*** Opening of RECORD EXTRACTS ***
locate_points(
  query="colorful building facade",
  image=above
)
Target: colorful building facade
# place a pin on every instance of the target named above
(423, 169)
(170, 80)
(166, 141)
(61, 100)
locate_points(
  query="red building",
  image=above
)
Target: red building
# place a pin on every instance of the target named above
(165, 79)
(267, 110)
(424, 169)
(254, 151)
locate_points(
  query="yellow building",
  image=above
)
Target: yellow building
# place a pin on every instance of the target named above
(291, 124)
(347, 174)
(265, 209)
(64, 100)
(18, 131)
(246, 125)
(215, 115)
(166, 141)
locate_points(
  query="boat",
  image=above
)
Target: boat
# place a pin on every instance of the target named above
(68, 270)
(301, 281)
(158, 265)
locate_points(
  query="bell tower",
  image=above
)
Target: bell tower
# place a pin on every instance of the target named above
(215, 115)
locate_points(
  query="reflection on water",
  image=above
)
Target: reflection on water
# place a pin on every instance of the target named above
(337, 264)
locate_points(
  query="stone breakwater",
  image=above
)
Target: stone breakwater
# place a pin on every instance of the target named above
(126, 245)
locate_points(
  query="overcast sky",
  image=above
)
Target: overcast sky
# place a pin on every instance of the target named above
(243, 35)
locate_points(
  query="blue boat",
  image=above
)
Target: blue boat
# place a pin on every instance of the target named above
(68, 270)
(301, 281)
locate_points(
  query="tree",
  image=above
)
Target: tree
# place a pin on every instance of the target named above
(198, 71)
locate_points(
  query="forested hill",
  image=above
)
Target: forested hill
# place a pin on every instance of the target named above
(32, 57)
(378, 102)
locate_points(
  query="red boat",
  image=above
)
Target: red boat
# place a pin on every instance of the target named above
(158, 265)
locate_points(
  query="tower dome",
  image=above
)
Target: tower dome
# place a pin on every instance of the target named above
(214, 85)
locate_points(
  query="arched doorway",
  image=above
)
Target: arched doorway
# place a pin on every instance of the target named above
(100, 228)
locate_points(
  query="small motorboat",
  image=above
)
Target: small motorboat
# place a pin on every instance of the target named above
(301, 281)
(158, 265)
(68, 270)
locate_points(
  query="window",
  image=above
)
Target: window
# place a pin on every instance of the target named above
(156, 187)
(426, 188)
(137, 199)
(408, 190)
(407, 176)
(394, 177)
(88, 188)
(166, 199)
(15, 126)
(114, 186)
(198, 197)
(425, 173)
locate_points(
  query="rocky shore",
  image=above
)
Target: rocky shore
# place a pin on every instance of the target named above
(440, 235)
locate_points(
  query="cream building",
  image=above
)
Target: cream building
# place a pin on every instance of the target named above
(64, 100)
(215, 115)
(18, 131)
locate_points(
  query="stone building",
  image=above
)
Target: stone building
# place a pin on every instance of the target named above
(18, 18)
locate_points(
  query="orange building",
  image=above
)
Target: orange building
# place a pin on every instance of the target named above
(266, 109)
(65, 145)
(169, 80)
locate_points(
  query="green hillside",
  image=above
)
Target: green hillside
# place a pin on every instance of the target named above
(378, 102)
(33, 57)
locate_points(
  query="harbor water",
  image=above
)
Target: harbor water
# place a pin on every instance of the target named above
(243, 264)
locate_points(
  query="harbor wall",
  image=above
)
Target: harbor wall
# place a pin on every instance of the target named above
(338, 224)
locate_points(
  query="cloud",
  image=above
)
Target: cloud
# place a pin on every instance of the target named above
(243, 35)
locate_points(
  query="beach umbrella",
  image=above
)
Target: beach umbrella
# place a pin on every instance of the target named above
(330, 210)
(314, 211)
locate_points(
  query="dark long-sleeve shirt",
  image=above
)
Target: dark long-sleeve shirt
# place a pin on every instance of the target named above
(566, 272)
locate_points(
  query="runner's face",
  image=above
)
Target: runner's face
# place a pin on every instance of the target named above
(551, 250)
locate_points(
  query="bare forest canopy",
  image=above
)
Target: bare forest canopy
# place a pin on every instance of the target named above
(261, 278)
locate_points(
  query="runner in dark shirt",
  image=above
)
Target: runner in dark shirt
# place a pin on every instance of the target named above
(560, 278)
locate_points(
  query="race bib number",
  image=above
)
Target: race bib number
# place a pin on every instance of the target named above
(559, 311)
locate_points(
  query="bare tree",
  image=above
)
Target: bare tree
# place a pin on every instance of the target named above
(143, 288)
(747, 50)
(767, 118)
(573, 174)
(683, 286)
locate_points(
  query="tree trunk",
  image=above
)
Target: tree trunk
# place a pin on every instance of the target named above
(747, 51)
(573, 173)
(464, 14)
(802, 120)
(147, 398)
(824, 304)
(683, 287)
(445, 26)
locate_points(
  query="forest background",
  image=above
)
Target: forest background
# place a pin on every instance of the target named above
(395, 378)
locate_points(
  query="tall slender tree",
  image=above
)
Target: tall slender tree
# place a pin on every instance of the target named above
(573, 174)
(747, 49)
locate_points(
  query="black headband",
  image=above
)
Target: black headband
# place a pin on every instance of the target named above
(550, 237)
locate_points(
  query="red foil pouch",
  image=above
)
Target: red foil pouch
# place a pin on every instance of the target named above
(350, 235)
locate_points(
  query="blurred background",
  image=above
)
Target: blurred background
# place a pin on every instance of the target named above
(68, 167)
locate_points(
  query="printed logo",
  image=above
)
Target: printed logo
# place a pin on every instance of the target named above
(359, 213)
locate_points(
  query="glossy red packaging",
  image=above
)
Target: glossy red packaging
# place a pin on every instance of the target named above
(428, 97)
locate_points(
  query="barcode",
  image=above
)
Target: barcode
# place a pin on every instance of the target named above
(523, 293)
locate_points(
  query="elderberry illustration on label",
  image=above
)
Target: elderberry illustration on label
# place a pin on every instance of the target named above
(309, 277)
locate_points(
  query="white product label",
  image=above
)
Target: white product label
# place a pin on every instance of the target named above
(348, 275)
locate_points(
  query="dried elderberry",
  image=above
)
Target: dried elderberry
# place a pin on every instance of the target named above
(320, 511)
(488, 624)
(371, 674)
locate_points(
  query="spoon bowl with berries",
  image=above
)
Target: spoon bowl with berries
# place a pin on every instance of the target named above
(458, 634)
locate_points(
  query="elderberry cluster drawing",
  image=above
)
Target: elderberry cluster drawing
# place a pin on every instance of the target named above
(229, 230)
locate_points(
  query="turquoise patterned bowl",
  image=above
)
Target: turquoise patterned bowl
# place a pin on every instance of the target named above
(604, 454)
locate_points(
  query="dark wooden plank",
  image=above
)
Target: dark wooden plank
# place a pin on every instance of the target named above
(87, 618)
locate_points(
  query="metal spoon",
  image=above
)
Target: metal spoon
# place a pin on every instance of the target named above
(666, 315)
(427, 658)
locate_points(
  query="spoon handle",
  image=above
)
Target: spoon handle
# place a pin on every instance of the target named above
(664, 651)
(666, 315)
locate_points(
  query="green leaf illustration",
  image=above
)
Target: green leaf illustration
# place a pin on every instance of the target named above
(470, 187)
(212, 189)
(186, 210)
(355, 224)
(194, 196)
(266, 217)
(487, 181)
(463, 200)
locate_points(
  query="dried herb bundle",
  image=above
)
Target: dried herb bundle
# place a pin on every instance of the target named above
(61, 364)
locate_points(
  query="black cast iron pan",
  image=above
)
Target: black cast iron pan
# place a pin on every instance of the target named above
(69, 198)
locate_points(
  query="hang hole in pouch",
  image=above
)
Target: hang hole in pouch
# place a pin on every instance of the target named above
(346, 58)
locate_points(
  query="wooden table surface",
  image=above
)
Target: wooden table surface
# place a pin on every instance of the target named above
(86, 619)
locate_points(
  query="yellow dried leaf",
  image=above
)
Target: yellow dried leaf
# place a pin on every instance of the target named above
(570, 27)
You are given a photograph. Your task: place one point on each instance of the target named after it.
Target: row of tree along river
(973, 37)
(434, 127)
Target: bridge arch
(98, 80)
*** Close of RECORD EXTRACTS ***
WORK TO COMPLETE
Above are the records; reproduce all of them exactly.

SOLUTION TO THE PROBLEM
locate_points(
  query="colorful building facade",
  image=above
)
Target: colorful building facade
# place a pin on every instance of the target named above
(423, 169)
(170, 80)
(166, 141)
(61, 100)
locate_points(
  query="red building",
  image=above
)
Target: red building
# place a pin on every instance of the target named above
(165, 79)
(267, 110)
(424, 169)
(254, 151)
locate_points(
  query="yellow building",
  image=above
)
Target: yellow building
# place a pin on every instance of the target named above
(291, 124)
(347, 174)
(265, 209)
(64, 100)
(18, 131)
(246, 125)
(215, 115)
(166, 141)
locate_points(
  query="boat",
  image=above
)
Target: boat
# place a pin on every instance of the target named above
(68, 270)
(301, 281)
(158, 265)
locate_points(
  query="bell tower",
  image=above
)
Target: bell tower
# place a pin on every instance of the target named above
(215, 115)
locate_points(
  query="reflection on water",
  image=above
)
Target: reflection on water
# place a pin on every instance of the target named above
(337, 264)
locate_points(
  query="stone breakwater",
  image=above
)
Target: stone breakwater
# place a pin on every instance of the target named above
(126, 245)
locate_points(
  query="overcast sky",
  image=above
)
Target: overcast sky
# place a pin on every instance of the target named above
(243, 35)
locate_points(
  query="blue boat",
  image=above
)
Target: blue boat
# place a pin on every instance of the target named above
(68, 270)
(301, 281)
locate_points(
  query="tree",
  image=above
)
Target: tree
# place a pin on every instance of the target named above
(198, 71)
locate_points(
  query="forested hill",
  image=above
)
Target: forested hill
# place a pin on every instance of the target named above
(32, 57)
(378, 102)
locate_points(
  query="red boat",
  image=above
)
Target: red boat
# place a pin on every instance of the target named above
(158, 265)
locate_points(
  query="tower dome",
  image=above
)
Target: tower dome
# place a pin on every instance of the target named above
(214, 85)
locate_points(
  query="arched doorway",
  image=above
)
Target: arched doorway
# place a pin on every instance of the target named above
(100, 228)
locate_points(
  query="small motorboat",
  image=above
)
Target: small motorboat
# place a pin on every instance of the target named above
(301, 281)
(158, 265)
(68, 270)
locate_points(
  query="window",
  image=above
)
Target: window
# place a pin on every instance of the target named above
(156, 187)
(426, 188)
(137, 199)
(408, 190)
(407, 176)
(394, 177)
(88, 188)
(166, 199)
(15, 126)
(114, 186)
(198, 197)
(425, 173)
locate_points(
  query="rocky shore",
  image=above
)
Target: rocky shore
# place a pin on every instance of the target named above
(440, 235)
locate_points(
  query="cream building",
  image=above
)
Target: cream building
# place a pin on every instance of the target named above
(64, 100)
(215, 115)
(18, 131)
locate_points(
  query="stone building",
  image=above
)
Target: stone building
# place a pin on every instance of the target named above
(18, 18)
locate_points(
  query="orange building",
  image=above
)
Target: orange building
# place a pin on every instance of the target named above
(266, 109)
(65, 145)
(169, 80)
locate_points(
  query="green hillside",
  image=above
)
Target: green hillside
# place a pin on every instance of the target named above
(378, 102)
(33, 57)
locate_points(
  query="harbor water",
  image=above
)
Target: harbor water
# place a pin on every instance of the target named above
(243, 264)
locate_points(
  query="harbor wall",
  image=above
)
Target: harbor wall
# place a pin on every instance of the target named above
(338, 224)
locate_points(
  query="cloud",
  image=above
)
Target: cloud
# place a pin on every instance of the target named above
(243, 35)
locate_points(
  query="beach umbrella",
  image=above
)
Target: beach umbrella
# place a pin on every instance of the target named above
(330, 210)
(314, 211)
locate_points(
  query="dark long-sleeve shirt",
  image=above
)
Target: dark long-sleeve shirt
# place a pin on every instance of the target named above
(566, 272)
locate_points(
  query="runner's face",
  image=above
)
Target: runner's face
# place a pin on every instance of the target named above
(551, 250)
locate_points(
  query="bare forest canopy",
  image=above
)
Target: bare forest canopy
# place a pin on every instance of the target named above
(261, 278)
locate_points(
  query="runner in dark shirt",
  image=above
)
Target: runner in dark shirt
# place a pin on every instance of the target named above
(560, 278)
locate_points(
  query="race bib number",
  image=above
)
Target: race bib number
# place a pin on every instance of the target named above
(559, 311)
locate_points(
  query="bare tree",
  image=above
)
Target: bare tree
# place a pin on every instance of the target named above
(143, 288)
(747, 50)
(767, 118)
(573, 174)
(683, 286)
locate_points(
  query="tree trunk",
  image=above
)
Target: tree trunk
# place a pin on every instance of the target named above
(747, 51)
(573, 173)
(464, 14)
(802, 120)
(147, 398)
(824, 304)
(683, 287)
(445, 26)
locate_points(
  query="forest background",
  image=above
)
Target: forest background
# place a pin on every instance of the target named above
(395, 378)
locate_points(
  query="tall slender tree",
  image=above
)
Target: tall slender tree
# place a pin on every instance of the target named above
(573, 174)
(747, 49)
locate_points(
  query="black headband",
  image=above
)
Target: black headband
# place a pin on every instance of the target named above
(550, 237)
locate_points(
  query="red foil pouch",
  image=above
)
Target: red foil pouch
# place a pin on every instance of the target named above
(350, 235)
locate_points(
  query="blurred background",
  image=above
)
Target: blurred background
# place a pin on every instance of the target named above
(68, 167)
locate_points(
  query="printed logo",
  image=above
)
Target: printed logo
# place a pin on every instance of the target named above
(359, 213)
locate_points(
  query="glossy red packaging",
  image=above
)
Target: glossy red packaging
# place a pin on every instance of the target named above
(428, 97)
locate_points(
  query="barcode",
  image=above
)
Target: barcode
# place a pin on every instance of the target named above
(523, 293)
locate_points(
  query="elderberry illustration on label",
  image=above
)
Target: elderberry illustration on label
# place a pin on every instance of the target named above
(309, 277)
locate_points(
  query="white product label",
  image=above
)
Target: white product label
# place a pin on every instance of the target named above
(348, 275)
locate_points(
  query="dried elderberry",
  image=above
)
Target: dried elderberry
# place a pin on every instance of the target named above
(320, 511)
(488, 624)
(371, 674)
locate_points(
  query="spoon bowl with berries",
  image=above
)
Target: spoon bowl with berries
# place a pin on every instance of the target named above
(458, 634)
locate_points(
  query="elderberry cluster drawing",
  image=above
)
Target: elderberry cluster drawing
# place a pin on every instance of the target named above
(229, 230)
locate_points(
  query="turquoise patterned bowl",
  image=above
)
Target: turquoise patterned bowl
# place a pin on every instance of the target named above
(604, 454)
locate_points(
  query="dark wooden plank",
  image=above
)
Target: dark wooden plank
# place a pin on every instance of the target named above
(87, 618)
locate_points(
  query="metal spoon",
  image=above
)
Target: metal spoon
# place a pin on every instance of the target named above
(666, 315)
(427, 658)
locate_points(
  query="spoon handle",
  image=above
)
Target: spoon handle
# place a pin on every instance of the target named above
(664, 651)
(666, 315)
locate_points(
  query="green leaf illustration",
  image=above
)
Target: green leaf illustration
# place a pin on every instance of the target named above
(470, 187)
(212, 189)
(186, 210)
(355, 224)
(194, 196)
(266, 217)
(487, 181)
(463, 200)
locate_points(
  query="dried herb bundle",
  image=above
)
Target: dried herb bundle
# place a pin on every instance of the target named above
(61, 364)
locate_points(
  query="black cast iron pan",
  image=above
)
Target: black cast iron pan
# place a pin on every instance of the target named above
(69, 198)
locate_points(
  query="hang hole in pouch",
  image=above
)
Target: hang hole in pouch
# place a pin on every instance of the target named above
(346, 58)
locate_points(
  query="wooden table surface",
  image=above
)
Target: wooden table surface
# place a pin on every instance of the target named above
(86, 619)
locate_points(
  query="yellow dried leaf",
  image=above
)
Target: yellow dried leaf
# place a pin on every instance of the target named above
(570, 27)
You are given a photograph. Your task: place one point on each instance of the target named after it.
Target: row of tree along river
(973, 37)
(434, 127)
Target: bridge arch
(98, 80)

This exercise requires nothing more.